Challenge - Write out the lines of the material below, starting with the line that contains "of the tussock" and continuing through the end of the material, both ends included, without changing anything.

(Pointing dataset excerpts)
[BEGIN]

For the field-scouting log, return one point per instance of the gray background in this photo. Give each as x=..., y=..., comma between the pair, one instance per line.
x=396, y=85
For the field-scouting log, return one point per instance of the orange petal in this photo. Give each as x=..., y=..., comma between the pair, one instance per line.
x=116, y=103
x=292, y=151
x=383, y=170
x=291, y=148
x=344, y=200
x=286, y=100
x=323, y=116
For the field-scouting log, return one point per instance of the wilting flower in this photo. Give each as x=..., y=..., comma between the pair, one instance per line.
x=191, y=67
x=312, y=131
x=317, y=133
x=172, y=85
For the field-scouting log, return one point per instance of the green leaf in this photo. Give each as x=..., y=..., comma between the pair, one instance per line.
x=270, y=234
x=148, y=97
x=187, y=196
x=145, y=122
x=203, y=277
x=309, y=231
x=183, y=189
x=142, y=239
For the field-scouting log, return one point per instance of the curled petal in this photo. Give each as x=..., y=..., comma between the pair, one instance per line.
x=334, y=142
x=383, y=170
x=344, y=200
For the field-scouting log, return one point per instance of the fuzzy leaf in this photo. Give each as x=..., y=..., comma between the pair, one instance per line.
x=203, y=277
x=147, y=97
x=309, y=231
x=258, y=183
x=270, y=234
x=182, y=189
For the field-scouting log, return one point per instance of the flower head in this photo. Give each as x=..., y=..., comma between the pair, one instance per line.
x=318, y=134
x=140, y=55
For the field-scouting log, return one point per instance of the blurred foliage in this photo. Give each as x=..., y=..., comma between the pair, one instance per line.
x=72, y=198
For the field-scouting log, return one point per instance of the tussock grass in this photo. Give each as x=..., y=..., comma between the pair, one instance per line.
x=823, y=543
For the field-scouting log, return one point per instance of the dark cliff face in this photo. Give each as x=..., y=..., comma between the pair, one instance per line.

[END]

The solution -
For the field-scouting log, return one point per instance of the tussock grass in this photo. Give each as x=..., y=..., comma between the pair, one instance per line.
x=823, y=543
For the field-scouting log, return one point per instance of the dark cliff face in this photo. Give each as x=..., y=..., comma between the pair, one instance per line.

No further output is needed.